===== Supplied material =====
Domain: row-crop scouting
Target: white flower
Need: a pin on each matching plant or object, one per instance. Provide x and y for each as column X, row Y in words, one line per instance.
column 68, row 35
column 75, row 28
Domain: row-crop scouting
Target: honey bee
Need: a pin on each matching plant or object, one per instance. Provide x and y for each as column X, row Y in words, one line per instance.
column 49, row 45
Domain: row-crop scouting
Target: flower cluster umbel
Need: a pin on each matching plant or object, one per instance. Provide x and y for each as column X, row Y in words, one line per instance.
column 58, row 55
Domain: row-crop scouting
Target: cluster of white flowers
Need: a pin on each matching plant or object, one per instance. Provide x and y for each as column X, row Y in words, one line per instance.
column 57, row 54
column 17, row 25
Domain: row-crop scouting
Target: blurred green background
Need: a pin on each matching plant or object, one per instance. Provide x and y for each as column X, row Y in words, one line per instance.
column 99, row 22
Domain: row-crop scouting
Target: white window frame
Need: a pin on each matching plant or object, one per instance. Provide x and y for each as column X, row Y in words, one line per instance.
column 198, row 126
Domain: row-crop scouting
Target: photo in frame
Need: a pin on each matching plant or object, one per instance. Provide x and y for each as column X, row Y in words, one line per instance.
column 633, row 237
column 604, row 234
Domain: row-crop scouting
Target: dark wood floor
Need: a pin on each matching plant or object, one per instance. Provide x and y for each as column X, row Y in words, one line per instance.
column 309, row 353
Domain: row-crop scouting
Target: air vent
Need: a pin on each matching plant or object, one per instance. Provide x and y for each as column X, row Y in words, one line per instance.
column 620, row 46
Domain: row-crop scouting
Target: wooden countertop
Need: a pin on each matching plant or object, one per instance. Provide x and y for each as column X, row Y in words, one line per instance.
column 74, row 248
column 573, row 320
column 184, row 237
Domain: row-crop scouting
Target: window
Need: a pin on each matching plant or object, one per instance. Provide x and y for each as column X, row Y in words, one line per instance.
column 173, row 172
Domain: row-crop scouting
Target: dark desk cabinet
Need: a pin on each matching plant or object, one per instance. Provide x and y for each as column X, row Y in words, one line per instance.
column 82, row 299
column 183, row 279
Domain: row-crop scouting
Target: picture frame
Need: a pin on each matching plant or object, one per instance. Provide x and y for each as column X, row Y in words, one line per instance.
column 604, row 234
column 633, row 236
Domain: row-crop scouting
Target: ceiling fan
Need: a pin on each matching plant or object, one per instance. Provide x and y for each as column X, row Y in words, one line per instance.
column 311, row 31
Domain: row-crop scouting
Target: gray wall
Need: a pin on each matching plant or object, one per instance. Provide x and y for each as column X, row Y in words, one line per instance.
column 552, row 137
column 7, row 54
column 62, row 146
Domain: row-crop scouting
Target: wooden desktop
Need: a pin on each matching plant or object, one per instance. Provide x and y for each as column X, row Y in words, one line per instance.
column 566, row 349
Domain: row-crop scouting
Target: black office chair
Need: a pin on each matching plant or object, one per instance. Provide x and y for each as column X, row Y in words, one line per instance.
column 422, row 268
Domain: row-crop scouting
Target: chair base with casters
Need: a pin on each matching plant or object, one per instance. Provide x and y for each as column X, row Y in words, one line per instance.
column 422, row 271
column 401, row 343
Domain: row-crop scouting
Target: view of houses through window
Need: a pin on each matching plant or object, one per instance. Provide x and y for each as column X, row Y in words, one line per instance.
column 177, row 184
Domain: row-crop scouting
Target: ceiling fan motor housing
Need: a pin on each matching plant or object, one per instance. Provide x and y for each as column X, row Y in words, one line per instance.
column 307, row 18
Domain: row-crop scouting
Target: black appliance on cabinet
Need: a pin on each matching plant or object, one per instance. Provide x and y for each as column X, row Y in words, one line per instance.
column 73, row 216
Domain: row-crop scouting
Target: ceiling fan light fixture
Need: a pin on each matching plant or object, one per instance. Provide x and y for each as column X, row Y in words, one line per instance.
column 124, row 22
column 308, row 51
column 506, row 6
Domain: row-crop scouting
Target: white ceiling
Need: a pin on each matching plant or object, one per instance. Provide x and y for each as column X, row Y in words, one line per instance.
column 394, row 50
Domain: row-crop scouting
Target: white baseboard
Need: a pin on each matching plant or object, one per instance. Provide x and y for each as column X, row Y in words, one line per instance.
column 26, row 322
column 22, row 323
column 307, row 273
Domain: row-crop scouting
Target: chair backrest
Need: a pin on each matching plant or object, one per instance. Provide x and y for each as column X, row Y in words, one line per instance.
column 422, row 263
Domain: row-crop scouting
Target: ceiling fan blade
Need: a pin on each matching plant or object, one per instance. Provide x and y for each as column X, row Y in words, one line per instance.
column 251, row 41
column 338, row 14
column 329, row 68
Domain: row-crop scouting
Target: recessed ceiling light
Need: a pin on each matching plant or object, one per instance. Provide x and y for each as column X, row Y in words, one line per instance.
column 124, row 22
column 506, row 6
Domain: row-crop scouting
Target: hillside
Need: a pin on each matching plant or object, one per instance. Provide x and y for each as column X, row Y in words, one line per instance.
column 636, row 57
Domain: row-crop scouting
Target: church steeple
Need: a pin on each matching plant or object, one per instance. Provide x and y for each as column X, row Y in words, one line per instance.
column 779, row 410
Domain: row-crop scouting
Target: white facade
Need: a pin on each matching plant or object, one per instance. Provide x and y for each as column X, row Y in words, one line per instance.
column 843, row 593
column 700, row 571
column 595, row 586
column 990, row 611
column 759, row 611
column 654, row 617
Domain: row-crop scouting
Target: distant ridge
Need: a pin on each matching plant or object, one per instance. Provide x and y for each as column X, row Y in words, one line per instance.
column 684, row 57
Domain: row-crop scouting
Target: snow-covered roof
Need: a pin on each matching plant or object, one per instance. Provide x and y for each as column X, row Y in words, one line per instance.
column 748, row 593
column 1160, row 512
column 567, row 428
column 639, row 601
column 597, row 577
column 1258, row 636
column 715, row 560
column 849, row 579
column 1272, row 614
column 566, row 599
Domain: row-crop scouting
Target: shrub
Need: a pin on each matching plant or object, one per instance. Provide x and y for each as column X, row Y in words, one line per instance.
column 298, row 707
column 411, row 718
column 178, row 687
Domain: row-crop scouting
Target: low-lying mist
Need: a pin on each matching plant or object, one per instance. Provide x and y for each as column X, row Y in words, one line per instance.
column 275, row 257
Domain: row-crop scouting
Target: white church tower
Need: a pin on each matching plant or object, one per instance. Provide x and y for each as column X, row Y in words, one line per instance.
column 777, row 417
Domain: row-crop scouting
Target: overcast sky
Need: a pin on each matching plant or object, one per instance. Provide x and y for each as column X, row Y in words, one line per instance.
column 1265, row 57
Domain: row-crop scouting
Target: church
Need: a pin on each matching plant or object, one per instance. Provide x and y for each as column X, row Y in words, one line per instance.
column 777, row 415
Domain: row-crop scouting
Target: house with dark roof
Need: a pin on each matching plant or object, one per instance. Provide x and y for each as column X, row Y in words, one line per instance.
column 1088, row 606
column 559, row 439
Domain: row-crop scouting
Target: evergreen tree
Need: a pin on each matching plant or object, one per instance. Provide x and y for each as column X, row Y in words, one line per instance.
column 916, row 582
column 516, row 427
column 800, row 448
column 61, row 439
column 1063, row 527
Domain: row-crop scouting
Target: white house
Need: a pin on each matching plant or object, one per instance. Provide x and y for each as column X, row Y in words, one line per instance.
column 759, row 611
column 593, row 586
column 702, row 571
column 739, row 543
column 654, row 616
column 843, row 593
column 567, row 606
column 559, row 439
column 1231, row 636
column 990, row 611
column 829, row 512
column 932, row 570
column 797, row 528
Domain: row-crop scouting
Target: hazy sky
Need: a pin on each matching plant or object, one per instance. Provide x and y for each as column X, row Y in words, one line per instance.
=====
*Problem to work on*: When a line in the listing includes the word "light", report that line in full.

*Answer for the task*:
Target: ceiling fan light fixture
Target: recessed ceiling light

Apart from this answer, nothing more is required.